Stored data entries:
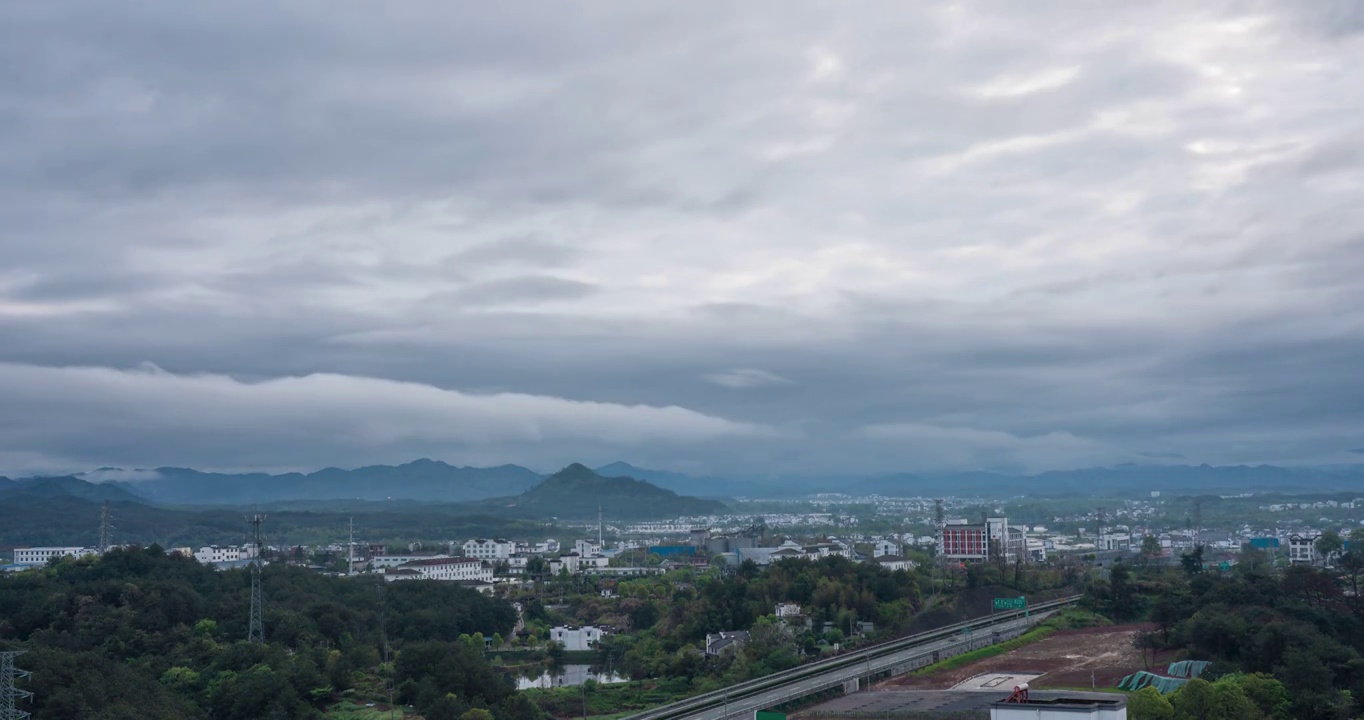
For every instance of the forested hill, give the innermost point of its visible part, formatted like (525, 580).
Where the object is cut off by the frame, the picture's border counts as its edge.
(428, 480)
(145, 634)
(576, 492)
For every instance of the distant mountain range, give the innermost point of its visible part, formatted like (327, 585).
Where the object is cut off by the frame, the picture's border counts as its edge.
(435, 482)
(579, 492)
(423, 479)
(688, 484)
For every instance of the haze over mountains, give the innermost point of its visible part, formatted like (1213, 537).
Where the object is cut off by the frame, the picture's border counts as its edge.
(431, 480)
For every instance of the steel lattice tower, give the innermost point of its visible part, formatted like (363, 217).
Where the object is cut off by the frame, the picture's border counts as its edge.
(255, 630)
(105, 528)
(10, 696)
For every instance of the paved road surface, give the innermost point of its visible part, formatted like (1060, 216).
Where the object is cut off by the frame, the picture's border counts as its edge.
(808, 686)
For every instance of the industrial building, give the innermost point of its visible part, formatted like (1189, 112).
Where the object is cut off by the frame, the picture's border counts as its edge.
(448, 569)
(30, 557)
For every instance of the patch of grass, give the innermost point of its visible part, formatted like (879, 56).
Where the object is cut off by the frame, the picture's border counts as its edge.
(1074, 618)
(349, 711)
(1038, 633)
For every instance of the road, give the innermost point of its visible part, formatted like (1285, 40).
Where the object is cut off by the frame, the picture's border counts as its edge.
(900, 655)
(745, 707)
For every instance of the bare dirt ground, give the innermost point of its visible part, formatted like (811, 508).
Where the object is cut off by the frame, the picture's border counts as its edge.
(1064, 660)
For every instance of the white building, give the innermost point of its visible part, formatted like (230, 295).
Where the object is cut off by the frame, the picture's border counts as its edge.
(44, 554)
(446, 569)
(723, 642)
(225, 554)
(1301, 548)
(895, 562)
(1061, 708)
(885, 547)
(488, 550)
(576, 638)
(1115, 540)
(381, 562)
(577, 563)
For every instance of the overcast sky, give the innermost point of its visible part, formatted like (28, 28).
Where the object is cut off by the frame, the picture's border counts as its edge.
(789, 237)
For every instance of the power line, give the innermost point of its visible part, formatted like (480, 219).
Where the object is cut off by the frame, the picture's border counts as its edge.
(10, 694)
(255, 630)
(105, 528)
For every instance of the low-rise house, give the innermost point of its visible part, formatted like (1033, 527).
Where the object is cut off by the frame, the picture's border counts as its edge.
(488, 550)
(1301, 548)
(225, 554)
(448, 569)
(722, 642)
(577, 638)
(382, 562)
(895, 562)
(40, 555)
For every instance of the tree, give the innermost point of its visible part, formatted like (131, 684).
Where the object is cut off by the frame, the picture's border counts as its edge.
(1149, 704)
(1329, 544)
(1192, 561)
(1194, 701)
(1145, 641)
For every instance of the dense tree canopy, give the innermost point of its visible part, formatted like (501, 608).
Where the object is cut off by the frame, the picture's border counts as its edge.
(141, 633)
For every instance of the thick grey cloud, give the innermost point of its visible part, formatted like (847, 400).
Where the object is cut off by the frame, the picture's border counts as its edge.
(787, 237)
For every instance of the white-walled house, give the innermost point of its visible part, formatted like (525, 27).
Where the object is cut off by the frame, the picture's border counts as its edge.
(446, 569)
(488, 550)
(225, 554)
(576, 638)
(40, 555)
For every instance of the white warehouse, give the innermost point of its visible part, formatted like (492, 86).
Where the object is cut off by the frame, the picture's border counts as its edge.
(42, 555)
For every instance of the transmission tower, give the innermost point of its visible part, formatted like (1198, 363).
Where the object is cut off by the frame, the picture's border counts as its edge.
(105, 528)
(10, 696)
(255, 632)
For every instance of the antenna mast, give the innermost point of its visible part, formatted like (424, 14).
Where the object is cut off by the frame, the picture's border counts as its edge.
(8, 693)
(255, 630)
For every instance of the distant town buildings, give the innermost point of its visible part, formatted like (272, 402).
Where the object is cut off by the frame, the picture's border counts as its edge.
(446, 569)
(1301, 548)
(982, 542)
(577, 638)
(488, 550)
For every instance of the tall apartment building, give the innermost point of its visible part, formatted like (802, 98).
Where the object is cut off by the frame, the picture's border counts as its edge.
(488, 550)
(982, 542)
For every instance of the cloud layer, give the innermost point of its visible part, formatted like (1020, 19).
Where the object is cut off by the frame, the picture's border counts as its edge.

◆ WHAT YOU NEED TO DO: Lines above that have "tower": copy each of them.

◆ WRITTEN RESPONSE:
For every instance of the steel lattice tower, give the innermost point of its visible part, formatted like (363, 217).
For every instance of the transmission tower, give the innermost point of its visible part, formatted like (1198, 363).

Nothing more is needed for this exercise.